[[ DATASET RECORDS, beginning ]]
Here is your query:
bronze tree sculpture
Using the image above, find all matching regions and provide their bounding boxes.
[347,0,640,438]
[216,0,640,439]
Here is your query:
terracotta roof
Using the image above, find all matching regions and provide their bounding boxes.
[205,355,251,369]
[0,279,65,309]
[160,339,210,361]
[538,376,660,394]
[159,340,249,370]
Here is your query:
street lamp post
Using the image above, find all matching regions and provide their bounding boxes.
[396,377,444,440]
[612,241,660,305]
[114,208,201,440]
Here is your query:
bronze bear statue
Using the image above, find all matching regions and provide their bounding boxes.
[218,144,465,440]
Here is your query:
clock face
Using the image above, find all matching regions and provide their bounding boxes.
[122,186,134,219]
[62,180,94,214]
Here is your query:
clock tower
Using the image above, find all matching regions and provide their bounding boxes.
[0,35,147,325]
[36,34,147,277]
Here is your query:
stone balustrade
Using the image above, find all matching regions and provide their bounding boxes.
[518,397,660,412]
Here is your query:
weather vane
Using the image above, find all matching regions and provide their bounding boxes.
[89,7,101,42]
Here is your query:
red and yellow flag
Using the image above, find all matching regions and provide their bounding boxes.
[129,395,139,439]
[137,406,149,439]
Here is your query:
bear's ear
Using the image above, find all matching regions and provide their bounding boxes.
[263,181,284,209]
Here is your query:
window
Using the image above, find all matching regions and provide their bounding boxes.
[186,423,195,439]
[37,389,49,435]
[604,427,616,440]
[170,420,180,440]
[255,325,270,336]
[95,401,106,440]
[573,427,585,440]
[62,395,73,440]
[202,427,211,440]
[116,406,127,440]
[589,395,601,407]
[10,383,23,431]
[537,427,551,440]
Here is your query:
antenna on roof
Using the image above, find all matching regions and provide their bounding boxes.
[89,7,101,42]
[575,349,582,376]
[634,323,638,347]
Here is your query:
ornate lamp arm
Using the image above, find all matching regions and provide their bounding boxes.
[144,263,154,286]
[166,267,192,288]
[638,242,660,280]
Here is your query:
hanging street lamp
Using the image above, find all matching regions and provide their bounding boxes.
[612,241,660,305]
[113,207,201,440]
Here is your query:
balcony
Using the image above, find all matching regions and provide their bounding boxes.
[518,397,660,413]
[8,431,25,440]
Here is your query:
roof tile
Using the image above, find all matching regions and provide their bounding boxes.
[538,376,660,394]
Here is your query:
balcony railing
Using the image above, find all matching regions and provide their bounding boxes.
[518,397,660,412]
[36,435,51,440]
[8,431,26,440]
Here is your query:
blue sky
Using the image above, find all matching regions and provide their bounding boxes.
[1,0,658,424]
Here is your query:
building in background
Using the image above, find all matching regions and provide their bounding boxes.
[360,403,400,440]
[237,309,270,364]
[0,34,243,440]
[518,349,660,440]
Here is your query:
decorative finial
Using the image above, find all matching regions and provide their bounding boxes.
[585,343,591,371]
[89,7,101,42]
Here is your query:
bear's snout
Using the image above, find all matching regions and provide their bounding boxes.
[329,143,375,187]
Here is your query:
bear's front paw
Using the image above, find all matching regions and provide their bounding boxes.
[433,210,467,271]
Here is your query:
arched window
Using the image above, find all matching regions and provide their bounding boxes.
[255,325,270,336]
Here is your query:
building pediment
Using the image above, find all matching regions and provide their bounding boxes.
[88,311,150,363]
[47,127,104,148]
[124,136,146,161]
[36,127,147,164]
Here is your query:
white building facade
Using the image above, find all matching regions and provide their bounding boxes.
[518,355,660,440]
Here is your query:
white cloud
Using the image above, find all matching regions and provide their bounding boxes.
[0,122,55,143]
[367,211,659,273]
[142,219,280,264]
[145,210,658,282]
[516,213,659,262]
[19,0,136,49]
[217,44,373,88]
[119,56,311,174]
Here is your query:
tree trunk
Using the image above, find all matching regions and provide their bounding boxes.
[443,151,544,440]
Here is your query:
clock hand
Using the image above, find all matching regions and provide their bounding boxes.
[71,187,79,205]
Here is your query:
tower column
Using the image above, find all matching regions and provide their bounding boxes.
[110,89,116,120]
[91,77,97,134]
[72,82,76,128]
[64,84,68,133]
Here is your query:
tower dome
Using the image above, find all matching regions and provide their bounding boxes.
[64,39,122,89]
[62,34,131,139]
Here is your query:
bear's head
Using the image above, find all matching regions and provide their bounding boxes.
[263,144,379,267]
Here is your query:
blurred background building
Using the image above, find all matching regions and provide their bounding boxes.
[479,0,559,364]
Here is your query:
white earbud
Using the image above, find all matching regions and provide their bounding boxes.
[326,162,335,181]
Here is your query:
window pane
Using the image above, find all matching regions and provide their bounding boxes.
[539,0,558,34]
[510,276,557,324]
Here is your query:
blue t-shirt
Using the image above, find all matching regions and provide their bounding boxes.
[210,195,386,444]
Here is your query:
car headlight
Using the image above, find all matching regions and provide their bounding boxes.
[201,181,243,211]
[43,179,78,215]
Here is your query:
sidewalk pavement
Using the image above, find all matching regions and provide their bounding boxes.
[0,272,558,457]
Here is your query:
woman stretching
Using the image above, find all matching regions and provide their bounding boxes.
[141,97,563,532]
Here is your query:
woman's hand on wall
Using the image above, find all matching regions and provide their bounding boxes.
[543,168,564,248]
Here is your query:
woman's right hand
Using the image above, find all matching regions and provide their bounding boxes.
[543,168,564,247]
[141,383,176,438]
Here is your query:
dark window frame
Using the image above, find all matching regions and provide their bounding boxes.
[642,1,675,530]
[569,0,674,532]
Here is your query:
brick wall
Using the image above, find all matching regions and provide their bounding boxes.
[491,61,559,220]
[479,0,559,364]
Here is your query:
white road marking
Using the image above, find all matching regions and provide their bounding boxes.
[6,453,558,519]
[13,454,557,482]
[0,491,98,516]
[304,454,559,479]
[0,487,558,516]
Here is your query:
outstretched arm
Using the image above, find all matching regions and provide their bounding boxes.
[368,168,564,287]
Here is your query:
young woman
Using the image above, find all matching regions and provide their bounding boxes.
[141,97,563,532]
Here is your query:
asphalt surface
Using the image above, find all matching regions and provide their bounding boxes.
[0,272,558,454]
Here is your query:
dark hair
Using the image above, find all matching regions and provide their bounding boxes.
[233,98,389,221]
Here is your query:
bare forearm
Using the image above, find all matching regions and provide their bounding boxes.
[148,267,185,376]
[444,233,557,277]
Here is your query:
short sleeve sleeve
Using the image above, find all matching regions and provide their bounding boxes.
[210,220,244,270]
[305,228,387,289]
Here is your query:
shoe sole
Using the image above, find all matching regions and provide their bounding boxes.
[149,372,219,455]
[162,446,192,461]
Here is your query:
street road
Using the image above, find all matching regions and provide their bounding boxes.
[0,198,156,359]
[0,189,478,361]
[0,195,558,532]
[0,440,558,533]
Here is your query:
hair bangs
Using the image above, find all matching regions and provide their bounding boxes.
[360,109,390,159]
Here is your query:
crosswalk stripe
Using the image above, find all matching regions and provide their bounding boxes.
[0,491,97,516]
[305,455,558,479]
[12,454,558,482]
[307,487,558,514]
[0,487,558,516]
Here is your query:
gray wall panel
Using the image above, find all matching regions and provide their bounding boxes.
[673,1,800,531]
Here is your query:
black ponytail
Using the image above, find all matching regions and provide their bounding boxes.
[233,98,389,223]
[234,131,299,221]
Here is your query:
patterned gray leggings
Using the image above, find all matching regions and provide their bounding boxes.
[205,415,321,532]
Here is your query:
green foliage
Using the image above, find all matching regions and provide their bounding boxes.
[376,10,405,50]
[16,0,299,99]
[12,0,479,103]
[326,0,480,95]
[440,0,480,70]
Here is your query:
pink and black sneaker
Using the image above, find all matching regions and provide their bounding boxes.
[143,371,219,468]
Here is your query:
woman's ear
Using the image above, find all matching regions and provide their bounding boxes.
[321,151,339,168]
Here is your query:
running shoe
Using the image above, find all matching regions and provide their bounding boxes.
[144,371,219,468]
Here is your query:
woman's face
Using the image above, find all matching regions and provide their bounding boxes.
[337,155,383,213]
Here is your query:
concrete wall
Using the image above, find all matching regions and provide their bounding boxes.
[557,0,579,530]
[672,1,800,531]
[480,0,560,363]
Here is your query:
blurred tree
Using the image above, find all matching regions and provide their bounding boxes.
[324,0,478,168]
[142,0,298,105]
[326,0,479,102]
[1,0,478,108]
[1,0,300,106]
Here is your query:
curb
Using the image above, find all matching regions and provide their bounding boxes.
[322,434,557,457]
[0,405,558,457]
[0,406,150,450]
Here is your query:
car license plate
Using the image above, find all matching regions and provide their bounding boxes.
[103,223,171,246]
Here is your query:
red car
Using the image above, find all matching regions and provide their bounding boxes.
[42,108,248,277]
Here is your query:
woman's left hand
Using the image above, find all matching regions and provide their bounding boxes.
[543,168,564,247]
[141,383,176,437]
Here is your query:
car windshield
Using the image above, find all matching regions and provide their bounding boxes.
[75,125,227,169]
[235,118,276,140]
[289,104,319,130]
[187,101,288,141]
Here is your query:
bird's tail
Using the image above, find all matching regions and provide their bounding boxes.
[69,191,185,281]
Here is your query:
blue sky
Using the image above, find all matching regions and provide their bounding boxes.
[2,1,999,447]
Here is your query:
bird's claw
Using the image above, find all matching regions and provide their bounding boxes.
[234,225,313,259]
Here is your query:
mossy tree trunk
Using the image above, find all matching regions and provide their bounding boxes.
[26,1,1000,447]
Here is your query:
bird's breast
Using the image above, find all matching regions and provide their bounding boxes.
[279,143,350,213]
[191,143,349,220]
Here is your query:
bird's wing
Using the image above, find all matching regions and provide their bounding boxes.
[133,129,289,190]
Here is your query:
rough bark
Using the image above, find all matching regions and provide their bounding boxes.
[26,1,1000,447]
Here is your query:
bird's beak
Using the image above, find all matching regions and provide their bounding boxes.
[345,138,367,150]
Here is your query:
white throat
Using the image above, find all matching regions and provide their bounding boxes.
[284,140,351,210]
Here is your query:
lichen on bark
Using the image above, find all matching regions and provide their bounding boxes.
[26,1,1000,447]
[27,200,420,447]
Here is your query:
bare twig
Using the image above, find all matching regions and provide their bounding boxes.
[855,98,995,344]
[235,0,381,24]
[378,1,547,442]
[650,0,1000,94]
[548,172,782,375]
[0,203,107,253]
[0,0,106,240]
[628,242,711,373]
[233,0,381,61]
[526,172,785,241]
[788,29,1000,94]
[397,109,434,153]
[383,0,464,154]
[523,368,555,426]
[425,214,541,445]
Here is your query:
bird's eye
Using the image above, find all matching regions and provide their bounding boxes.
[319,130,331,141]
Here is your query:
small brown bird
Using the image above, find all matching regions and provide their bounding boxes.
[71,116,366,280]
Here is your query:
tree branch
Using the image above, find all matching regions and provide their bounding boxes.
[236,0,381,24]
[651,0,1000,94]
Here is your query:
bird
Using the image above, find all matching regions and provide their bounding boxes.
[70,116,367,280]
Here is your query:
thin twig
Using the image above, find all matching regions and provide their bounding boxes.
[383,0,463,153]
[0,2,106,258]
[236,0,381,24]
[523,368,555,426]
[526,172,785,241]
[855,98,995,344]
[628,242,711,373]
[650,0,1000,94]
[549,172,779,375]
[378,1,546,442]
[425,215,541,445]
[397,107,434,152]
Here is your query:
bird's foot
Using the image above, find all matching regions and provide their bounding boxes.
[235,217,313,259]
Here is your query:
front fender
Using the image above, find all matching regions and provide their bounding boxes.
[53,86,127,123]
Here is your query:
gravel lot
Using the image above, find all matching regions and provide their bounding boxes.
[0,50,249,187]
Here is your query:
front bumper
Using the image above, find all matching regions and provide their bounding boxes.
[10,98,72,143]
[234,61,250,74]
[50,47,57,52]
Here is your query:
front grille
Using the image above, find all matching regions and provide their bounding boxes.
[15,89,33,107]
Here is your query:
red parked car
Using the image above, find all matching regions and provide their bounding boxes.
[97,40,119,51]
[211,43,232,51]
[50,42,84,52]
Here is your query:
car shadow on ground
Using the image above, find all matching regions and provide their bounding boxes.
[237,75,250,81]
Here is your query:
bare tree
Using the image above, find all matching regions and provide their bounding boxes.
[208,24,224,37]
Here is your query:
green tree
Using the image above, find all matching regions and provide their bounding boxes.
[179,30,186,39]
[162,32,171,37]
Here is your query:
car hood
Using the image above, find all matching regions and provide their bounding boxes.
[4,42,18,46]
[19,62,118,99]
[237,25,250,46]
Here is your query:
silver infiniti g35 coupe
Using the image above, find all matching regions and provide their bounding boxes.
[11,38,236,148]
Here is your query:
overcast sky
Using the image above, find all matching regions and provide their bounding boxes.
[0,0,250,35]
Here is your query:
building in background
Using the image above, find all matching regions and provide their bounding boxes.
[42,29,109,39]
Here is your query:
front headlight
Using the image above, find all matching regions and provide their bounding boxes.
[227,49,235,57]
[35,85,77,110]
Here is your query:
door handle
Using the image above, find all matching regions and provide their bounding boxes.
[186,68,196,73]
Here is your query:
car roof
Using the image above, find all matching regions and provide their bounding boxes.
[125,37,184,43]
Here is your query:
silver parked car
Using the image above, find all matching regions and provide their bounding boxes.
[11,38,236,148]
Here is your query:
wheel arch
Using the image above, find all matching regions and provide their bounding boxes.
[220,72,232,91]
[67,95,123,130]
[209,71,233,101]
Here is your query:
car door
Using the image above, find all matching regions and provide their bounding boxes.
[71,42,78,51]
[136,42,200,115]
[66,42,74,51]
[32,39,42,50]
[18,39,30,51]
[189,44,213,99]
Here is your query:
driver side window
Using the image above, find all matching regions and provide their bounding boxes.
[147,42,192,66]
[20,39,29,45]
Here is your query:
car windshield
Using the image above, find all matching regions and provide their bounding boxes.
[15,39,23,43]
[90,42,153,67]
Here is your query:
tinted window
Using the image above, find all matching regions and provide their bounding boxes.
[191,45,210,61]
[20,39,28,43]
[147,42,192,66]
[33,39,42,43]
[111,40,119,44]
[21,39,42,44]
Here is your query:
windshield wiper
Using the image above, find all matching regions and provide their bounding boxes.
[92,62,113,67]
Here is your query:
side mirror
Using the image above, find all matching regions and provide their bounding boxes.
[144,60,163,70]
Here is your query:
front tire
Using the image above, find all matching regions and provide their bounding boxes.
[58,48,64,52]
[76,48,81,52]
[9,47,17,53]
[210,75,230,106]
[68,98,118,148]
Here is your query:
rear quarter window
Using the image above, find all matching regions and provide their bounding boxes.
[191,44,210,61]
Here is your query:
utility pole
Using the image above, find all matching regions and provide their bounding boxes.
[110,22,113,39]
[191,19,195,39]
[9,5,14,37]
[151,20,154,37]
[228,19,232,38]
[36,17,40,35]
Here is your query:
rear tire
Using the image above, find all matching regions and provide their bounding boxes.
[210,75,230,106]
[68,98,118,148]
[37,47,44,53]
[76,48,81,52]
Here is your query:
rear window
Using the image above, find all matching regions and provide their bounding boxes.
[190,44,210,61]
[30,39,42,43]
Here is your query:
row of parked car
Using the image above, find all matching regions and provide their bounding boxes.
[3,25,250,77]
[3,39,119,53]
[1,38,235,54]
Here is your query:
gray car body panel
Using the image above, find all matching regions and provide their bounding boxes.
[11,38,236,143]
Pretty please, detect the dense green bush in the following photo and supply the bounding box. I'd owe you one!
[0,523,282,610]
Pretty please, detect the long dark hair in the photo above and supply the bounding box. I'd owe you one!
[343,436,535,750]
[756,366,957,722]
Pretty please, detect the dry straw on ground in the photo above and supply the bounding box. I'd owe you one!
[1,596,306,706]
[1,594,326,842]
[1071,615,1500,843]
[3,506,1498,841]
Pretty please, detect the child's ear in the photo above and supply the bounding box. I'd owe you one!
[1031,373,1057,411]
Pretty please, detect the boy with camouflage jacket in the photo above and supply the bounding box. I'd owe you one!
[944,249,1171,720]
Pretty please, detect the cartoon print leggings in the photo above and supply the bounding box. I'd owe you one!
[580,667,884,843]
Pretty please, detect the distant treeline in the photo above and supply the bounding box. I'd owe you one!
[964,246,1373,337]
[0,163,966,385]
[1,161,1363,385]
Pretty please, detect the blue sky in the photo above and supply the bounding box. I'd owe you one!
[[ DATASET RECORDS, end ]]
▸ **TASK OBJECTIVE**
Look through the entries above. Copy each line in which the string "black" occurs.

▸ **TASK ANSWER**
black ponytail
pink and black sneaker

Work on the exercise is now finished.